REQUIRED ACTION:
Please find every line in the records below that contains the word "clicks" and copy each of those lines.

[[ GIVEN DATA, beginning ]]

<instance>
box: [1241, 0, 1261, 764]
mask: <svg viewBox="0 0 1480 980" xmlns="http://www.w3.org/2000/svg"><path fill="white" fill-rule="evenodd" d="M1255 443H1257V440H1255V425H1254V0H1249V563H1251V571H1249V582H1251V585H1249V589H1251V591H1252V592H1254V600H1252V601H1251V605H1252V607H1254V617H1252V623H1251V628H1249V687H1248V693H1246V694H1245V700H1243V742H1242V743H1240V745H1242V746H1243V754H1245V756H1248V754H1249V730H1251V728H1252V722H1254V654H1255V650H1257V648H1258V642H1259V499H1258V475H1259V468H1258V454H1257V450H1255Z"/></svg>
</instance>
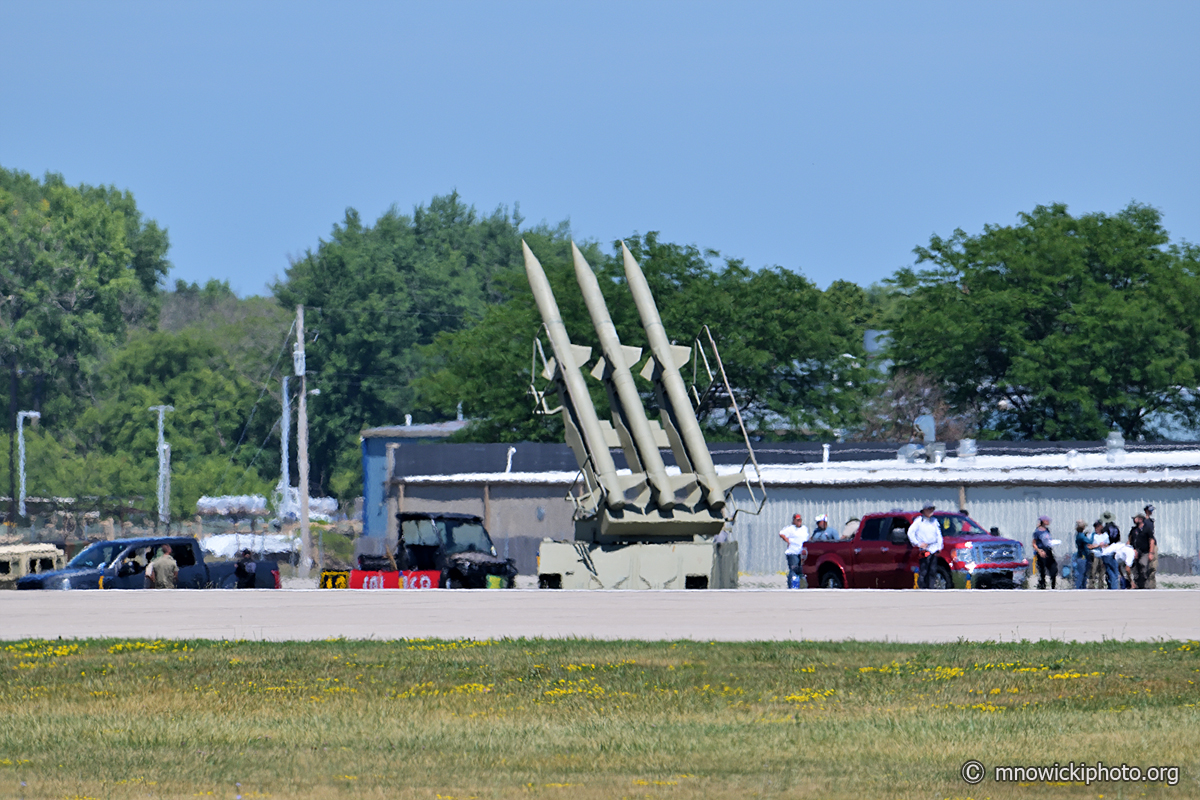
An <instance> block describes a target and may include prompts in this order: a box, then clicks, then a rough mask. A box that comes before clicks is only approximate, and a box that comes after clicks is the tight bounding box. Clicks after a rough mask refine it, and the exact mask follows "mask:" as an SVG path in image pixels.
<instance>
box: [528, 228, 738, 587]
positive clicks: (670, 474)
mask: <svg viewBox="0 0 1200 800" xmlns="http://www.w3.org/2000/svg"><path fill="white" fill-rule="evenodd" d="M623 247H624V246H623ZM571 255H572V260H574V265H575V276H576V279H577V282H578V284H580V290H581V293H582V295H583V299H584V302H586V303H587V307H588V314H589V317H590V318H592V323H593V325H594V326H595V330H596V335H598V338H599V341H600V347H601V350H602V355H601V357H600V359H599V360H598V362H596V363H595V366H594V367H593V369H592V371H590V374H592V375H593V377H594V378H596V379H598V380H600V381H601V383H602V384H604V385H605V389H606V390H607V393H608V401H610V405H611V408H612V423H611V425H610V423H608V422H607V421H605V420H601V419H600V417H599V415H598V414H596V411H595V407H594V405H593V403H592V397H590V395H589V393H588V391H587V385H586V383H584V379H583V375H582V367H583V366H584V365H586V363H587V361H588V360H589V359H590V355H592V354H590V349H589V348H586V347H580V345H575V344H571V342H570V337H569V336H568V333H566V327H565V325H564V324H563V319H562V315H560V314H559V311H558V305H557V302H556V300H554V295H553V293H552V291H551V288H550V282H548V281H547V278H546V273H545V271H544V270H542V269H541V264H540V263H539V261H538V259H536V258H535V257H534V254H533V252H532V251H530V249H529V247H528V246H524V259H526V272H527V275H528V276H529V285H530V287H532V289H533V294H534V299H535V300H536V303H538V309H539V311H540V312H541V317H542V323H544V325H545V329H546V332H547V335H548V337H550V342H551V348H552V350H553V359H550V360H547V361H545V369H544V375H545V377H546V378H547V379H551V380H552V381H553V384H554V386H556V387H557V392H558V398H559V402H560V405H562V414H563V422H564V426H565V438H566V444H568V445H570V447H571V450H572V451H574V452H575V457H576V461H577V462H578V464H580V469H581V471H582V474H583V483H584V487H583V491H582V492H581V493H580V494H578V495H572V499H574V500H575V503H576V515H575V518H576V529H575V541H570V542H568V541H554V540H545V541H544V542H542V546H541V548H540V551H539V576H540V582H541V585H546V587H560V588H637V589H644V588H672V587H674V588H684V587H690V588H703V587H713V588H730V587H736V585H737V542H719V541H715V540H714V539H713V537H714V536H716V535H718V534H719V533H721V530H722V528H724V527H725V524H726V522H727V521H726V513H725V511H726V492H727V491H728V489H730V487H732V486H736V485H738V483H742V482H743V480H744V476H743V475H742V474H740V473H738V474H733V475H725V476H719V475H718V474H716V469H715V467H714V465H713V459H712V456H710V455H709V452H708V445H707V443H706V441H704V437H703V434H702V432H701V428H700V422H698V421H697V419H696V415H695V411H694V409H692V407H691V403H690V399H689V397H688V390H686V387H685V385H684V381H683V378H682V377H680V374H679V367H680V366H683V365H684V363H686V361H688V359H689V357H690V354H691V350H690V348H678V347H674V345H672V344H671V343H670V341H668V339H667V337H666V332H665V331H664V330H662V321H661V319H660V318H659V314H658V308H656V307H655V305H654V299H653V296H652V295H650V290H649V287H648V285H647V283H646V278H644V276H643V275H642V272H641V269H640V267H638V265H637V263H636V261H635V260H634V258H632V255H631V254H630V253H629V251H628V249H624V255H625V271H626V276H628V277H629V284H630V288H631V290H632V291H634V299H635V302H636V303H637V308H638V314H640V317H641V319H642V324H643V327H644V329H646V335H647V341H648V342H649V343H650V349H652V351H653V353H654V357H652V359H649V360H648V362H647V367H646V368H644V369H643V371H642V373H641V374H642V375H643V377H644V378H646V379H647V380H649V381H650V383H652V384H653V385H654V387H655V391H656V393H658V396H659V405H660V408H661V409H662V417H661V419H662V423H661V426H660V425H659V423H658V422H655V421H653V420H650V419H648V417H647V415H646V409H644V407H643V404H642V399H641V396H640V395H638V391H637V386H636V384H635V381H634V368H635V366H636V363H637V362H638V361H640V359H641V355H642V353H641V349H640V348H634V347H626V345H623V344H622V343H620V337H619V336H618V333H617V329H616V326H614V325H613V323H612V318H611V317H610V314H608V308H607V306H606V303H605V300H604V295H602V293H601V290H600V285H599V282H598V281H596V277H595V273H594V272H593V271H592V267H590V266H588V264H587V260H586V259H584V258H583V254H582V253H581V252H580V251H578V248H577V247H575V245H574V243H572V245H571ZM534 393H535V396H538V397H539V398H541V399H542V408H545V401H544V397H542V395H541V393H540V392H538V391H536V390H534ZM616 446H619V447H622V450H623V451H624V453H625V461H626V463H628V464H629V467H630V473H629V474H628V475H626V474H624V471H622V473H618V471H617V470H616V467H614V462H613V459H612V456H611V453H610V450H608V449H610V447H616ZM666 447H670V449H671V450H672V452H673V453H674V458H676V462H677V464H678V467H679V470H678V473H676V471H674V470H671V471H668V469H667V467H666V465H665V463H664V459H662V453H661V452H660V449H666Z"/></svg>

[[ GIVEN DATA, end ]]
[[ GIVEN DATA, beginning ]]

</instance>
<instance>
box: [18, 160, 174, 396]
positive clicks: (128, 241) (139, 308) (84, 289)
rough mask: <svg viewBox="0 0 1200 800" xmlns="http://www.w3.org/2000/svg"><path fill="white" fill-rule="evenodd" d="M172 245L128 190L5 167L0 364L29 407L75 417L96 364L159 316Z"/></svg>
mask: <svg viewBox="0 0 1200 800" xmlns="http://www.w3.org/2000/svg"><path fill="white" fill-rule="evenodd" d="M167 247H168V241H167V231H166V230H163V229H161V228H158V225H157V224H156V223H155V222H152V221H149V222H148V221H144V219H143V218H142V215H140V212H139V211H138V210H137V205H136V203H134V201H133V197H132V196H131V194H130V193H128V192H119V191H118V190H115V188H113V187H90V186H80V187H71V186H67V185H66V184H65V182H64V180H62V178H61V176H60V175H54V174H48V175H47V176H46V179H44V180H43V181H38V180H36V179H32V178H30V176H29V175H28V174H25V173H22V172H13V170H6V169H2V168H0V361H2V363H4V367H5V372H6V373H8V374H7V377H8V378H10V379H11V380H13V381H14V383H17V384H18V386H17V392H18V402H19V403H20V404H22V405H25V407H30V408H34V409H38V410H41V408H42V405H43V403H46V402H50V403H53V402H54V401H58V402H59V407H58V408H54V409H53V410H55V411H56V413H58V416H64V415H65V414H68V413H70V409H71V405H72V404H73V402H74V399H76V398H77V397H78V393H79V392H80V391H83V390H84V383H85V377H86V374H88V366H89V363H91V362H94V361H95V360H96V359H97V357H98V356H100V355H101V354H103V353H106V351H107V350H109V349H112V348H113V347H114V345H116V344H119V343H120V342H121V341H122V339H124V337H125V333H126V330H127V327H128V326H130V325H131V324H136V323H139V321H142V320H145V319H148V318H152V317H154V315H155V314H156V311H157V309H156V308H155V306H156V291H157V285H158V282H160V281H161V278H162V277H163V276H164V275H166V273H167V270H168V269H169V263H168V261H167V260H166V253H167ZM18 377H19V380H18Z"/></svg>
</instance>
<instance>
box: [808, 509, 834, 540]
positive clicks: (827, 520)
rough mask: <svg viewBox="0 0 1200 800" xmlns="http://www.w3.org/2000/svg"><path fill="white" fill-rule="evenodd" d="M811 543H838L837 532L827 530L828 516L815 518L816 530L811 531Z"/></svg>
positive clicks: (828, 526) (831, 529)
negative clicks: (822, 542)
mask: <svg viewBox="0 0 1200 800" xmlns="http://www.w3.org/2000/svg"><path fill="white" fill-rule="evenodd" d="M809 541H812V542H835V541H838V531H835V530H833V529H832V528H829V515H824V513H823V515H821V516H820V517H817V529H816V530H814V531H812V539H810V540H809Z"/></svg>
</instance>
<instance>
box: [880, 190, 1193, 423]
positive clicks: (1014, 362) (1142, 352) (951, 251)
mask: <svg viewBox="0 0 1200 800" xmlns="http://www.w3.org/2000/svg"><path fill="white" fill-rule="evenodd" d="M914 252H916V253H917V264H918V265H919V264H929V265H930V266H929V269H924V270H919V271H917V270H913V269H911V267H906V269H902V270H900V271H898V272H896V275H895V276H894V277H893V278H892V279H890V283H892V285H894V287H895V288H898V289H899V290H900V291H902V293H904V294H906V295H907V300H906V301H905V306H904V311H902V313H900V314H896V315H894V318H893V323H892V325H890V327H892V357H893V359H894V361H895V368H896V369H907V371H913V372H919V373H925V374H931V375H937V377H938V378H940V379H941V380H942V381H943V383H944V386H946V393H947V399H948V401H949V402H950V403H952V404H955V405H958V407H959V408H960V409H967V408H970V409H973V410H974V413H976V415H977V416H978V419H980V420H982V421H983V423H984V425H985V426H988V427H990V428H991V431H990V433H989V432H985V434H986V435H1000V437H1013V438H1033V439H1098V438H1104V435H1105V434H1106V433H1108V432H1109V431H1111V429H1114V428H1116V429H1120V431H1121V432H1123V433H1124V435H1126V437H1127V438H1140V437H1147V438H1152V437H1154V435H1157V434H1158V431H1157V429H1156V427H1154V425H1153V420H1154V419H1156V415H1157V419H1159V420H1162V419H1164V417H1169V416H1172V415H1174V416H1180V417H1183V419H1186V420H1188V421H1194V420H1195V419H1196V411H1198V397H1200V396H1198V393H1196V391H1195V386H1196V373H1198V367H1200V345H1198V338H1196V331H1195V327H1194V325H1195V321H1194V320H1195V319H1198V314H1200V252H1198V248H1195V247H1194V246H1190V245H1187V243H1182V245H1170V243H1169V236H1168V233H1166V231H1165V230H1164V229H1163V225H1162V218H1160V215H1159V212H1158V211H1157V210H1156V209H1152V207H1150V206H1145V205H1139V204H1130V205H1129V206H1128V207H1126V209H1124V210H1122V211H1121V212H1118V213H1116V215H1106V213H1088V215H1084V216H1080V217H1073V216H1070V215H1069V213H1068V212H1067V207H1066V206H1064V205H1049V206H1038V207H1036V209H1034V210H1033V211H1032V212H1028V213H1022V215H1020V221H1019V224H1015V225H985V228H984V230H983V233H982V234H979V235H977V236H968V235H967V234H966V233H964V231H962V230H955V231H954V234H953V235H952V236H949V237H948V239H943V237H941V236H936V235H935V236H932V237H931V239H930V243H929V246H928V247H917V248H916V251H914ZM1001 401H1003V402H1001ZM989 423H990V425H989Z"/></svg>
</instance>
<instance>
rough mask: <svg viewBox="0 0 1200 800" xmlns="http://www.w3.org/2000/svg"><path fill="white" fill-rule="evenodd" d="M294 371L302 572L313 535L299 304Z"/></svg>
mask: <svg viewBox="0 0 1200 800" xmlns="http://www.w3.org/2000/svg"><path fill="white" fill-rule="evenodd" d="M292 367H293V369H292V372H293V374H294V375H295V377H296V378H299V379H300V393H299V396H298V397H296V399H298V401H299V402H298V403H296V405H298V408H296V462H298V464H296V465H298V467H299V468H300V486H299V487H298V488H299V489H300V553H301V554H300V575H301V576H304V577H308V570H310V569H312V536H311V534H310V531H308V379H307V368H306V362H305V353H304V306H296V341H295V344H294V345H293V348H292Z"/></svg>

[[ GIVEN DATA, end ]]

RESPONSE AREA:
An <instance> block describes a target and may include prompts in this order: a box, then clicks, then a rough mask. A box that comes before clicks is only approximate, and a box that comes after clicks is the tight bounding box. Clicks after a rough mask refine it, and the exact mask follows "mask:" as an SVG path in image pixels.
positive clicks: (670, 474)
positive clicks: (128, 241) (139, 308) (84, 289)
positive clicks: (827, 520)
positive clicks: (828, 526) (831, 529)
negative clicks: (822, 542)
positive clicks: (1014, 362) (1142, 352) (951, 251)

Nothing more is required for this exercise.